Work item A:
In the article on patient transition zones, what name has Impark HEALTH given to the physical space where a member of the public becomes a patient?
Work item B:
Continue the article on patient transition zones from the point where it stops.

Selected extract:
== Segment start ==
Patient Transition Zones: The Gateway to a Superior Patient Experience

Introduction

When a person seeking clinical care enters a medical campus, they experience an identity shift. They are no longer recognized by name, personality, and other distinguishing features. Instead, they are a patient: a member of a group seeking care for an illness, injury, or disease.

It’s this identity shift that marks the beginning of the patient experience; an isolating transition that, if mismanaged, can become fraught with stress, anxiety, and dread.

But it doesn’t have to be this way. Creating an environment of care from patients’ very first moments on campus can diffuse negative feelings, build rapport and loyalty, and provide a positive framework for the rest of the patient journey.

To meet this end, healthcare providers must carefully and consciously manage the physical space within which the identify shift occurs and patients spend their first moments in the hands of their healthcare provider.

Impark HEALTH has coined this space the “Patient Transition Zone”The physical space in which a member of the public transitions into a patient (the entry experience) or a patient transitions into a member of the public (the exit experience).

Identifying Patient Transition Zones

As patient transportation methods diversify and campuses succumb to sprawl, many healthcare providers will be tasked with identifying multiple patient transition zones on-campus. The advent of Mobility-as-a-Service (MaaS), in particular, has spurred forward-thinking healthcare institutions to seek ways of nurturing and rejuvenating these zones to reflect their importance as caregiving spaces.
== Segment end ==
Available data:
== Segment start ==
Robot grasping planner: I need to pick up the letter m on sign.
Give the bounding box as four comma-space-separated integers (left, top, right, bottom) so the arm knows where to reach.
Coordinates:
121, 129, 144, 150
== Segment end ==
Expected answer A:
The "Patient Transition Zone."

Expected answer B:
After all, pedestrians, drivers, cyclists, ride-hailers, and public transport passengers all transition into patients in different ways and at different times — though each becoming patients long before reaching a building entrance.

Broadly, Impark HEALTH identifies a patient transition zone as a publicly accessible area of a campus wherein patients depart from vehicles. Pedestrians are, naturally, exceptions to this rule; their patient experience begins as soon as they cross the campus threshold.

By identifying, understanding, and consciously managing these on-campus patient transition zones, healthcare providers can develop strategies to start the patient experience positively, in turn promoting patient loyalty and improving HCAHPS scores.

To begin the journey toward mindful patient transition zone management, healthcare providers should ruminate on the following three questions:

  1. Does this space make a good first and last impression?
  2. Does this space alleviate patient anxiety?
  3. Does this space respect and affirm patient autonomy?